**PROBLEM TO WORK ON:** Please duplicate the data below without any change, starting at the line that contains "[locate] tree (a" and running through the last line of the data.

[Stored entries]
———

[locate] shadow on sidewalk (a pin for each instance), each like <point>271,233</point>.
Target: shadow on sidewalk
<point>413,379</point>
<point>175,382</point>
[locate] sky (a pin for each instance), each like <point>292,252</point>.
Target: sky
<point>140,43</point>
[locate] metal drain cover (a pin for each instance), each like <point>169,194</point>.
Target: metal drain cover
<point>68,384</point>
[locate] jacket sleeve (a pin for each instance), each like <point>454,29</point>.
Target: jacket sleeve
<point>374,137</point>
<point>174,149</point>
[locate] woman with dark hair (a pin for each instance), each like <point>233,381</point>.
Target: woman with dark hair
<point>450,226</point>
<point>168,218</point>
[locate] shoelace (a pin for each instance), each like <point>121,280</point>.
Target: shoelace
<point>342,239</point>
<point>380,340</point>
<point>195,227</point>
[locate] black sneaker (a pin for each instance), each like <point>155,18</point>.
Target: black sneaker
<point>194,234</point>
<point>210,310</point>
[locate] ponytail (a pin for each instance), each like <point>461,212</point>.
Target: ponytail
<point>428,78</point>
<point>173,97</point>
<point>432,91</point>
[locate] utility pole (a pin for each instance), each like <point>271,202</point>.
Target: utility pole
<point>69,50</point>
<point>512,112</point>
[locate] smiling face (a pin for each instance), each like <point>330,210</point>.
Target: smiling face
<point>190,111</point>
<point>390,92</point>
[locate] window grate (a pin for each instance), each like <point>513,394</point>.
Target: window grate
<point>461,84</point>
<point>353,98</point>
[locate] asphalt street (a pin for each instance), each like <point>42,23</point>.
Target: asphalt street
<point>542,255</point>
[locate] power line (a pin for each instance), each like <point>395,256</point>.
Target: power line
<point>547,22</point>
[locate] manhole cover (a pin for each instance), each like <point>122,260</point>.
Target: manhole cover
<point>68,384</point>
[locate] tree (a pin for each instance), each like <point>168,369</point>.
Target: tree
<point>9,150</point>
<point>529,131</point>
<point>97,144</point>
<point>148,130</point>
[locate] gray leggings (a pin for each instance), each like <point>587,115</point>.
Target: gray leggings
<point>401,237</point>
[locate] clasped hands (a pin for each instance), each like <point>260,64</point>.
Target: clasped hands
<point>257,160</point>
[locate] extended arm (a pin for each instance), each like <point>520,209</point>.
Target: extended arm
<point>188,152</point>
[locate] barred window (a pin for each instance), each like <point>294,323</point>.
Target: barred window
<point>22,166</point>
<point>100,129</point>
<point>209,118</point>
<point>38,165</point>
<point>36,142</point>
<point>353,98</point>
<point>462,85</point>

———

**ANSWER TO THE PROBLEM:**
[locate] tree (a pin for each instance), each like <point>168,369</point>.
Target: tree
<point>9,150</point>
<point>529,131</point>
<point>97,144</point>
<point>148,130</point>
[locate] gray leggings (a pin for each instance), each like <point>587,115</point>.
Target: gray leggings
<point>401,237</point>
[locate] clasped hands (a pin for each instance), each like <point>260,64</point>.
Target: clasped hands
<point>257,160</point>
[locate] extended arm (a pin for each instance), each like <point>520,209</point>.
Target: extended arm
<point>188,152</point>
[locate] barred window (a pin for each instance), each like <point>294,323</point>.
Target: barred window
<point>22,166</point>
<point>100,129</point>
<point>209,118</point>
<point>38,165</point>
<point>36,142</point>
<point>353,98</point>
<point>462,85</point>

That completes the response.